Stated task: Can you recast the lines from the one containing "Can you see the distant" through the end of the entries, inclusive, as a numbered list with blank lines omitted?
─── Data shown ───
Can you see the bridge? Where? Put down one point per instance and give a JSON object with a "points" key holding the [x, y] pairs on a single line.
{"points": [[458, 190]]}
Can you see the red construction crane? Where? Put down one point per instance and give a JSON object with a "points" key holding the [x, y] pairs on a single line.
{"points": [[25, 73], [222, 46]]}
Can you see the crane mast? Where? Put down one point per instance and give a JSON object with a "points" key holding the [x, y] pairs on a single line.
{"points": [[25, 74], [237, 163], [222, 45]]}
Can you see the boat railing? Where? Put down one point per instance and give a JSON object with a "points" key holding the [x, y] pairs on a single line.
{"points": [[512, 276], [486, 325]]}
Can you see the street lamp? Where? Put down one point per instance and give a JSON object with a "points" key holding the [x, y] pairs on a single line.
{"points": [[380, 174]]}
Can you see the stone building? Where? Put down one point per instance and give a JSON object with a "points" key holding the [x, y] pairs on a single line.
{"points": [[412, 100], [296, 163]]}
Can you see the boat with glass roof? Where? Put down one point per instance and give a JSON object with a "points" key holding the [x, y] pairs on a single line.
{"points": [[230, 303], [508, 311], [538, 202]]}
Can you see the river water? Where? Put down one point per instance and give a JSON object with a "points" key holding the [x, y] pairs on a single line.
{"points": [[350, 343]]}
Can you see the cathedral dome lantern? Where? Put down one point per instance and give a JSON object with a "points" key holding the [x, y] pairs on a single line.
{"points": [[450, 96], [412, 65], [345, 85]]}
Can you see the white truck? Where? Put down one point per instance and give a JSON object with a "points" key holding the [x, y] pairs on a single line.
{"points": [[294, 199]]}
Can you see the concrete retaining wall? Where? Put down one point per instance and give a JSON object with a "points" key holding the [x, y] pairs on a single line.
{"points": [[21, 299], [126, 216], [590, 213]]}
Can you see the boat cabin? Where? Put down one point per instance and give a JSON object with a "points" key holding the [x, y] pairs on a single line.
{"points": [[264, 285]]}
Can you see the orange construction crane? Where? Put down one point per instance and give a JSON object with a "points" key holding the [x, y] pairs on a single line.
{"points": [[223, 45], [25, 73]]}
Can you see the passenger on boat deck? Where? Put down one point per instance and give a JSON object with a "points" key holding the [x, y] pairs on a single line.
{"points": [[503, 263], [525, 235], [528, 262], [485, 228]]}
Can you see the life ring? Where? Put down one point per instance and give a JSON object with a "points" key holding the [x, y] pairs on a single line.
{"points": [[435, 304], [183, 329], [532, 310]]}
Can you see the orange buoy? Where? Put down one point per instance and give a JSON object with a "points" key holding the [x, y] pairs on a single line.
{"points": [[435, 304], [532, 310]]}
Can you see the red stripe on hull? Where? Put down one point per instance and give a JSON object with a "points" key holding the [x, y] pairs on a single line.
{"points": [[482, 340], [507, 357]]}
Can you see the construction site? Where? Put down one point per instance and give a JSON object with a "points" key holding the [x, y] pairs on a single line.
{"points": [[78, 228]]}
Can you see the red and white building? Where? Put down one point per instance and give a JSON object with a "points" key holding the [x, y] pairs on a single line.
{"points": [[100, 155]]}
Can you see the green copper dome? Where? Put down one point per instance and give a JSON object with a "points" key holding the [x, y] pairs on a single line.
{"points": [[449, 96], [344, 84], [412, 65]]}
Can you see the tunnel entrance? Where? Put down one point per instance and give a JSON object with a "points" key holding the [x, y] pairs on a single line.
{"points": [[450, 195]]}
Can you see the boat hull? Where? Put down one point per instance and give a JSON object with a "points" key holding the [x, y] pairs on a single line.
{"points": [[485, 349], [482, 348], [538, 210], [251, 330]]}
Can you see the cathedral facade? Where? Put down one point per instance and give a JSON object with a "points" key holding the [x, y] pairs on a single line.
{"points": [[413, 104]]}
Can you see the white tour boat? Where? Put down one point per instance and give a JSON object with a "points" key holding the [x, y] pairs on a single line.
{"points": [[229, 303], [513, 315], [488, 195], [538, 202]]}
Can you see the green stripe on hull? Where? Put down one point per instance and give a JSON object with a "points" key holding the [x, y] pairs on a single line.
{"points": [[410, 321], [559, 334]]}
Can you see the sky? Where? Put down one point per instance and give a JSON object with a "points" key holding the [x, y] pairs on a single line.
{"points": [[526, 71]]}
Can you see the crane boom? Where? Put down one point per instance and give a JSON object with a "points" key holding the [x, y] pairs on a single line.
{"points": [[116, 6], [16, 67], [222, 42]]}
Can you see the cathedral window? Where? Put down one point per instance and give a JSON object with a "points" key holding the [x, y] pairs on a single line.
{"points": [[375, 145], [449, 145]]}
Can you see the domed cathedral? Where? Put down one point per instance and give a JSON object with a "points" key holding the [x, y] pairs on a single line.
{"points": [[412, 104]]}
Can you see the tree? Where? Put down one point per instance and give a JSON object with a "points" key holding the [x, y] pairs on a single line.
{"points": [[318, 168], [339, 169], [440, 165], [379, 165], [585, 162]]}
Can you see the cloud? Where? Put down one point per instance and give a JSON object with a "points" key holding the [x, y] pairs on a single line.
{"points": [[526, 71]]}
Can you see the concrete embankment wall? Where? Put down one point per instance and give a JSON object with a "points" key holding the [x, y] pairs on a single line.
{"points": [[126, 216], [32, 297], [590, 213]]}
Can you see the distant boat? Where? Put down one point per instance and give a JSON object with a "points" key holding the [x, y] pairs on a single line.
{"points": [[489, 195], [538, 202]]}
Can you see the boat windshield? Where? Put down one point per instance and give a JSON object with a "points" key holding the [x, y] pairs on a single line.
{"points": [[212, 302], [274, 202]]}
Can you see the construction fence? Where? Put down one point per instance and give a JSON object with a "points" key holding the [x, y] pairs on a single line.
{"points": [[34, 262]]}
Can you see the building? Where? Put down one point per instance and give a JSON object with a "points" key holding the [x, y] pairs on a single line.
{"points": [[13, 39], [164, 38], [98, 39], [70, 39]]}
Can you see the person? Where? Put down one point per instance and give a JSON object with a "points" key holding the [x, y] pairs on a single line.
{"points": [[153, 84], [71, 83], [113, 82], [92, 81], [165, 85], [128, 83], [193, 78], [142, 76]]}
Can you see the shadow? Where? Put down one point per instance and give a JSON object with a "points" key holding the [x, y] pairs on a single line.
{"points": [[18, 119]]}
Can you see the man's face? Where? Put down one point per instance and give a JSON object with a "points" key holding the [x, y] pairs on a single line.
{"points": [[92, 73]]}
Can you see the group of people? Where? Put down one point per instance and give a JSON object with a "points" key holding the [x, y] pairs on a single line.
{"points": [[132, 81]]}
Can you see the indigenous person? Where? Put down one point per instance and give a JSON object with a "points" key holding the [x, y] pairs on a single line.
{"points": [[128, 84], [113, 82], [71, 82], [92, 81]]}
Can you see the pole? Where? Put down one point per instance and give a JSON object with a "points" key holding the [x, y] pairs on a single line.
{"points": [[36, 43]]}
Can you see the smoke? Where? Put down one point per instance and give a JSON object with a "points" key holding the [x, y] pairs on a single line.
───
Output of the task:
1. Can you see the distant boat? Where? Put down one point per instance and give a JSON object with a "points" key holding the [x, y] pairs on a single line.
2. {"points": [[489, 195], [538, 202]]}
3. Can you see the boat windshield? Where? Put down one point per instance and give a JSON object with a "points" key holding the [x, y] pairs on a single line.
4. {"points": [[212, 302], [274, 202]]}
5. Can you see the construction fence? Where? Put down one point per instance and give a JSON object with a "points" key holding the [x, y] pairs on a single line.
6. {"points": [[34, 262]]}
7. Can you see the building? Where? Put down one point per instance and give a JSON object with a "points" key holding the [x, y] pairs on a single line.
8. {"points": [[13, 39], [164, 38], [98, 39], [70, 39]]}
9. Can you see the person? Where? Put down one point per instance and give a JSON object with a "points" key holding the [x, y] pairs on a single line.
10. {"points": [[153, 84], [71, 83], [113, 82], [92, 81], [165, 85], [128, 83], [193, 78], [142, 76]]}
11. Can you see the shadow? Where? Put down one point per instance and give a JSON object with a "points" key holding the [x, y] pairs on a single line.
12. {"points": [[18, 119]]}
13. Can you see the man's face? Where? Put down one point per instance and give a JSON object with a "points" key holding the [x, y] pairs on a single line.
14. {"points": [[92, 73]]}
15. Can you see the group of people? Where? Put down one point per instance and give a JSON object with a "points" key holding the [x, y] pairs on a single line.
16. {"points": [[132, 81]]}
17. Can you see the indigenous person? Where? Put down one point per instance and give a JSON object with a "points" key holding the [x, y] pairs on a single line.
18. {"points": [[128, 84], [113, 82], [71, 82], [92, 81]]}
19. Can you see the pole? Where? Put down one point per instance and give a JSON object with a "points" key holding the [x, y] pairs on a single line.
20. {"points": [[36, 43]]}
21. Can you see the smoke? Where? Put down one point per instance and give a JSON object with a "points" key holding the [x, y] pairs on a single line.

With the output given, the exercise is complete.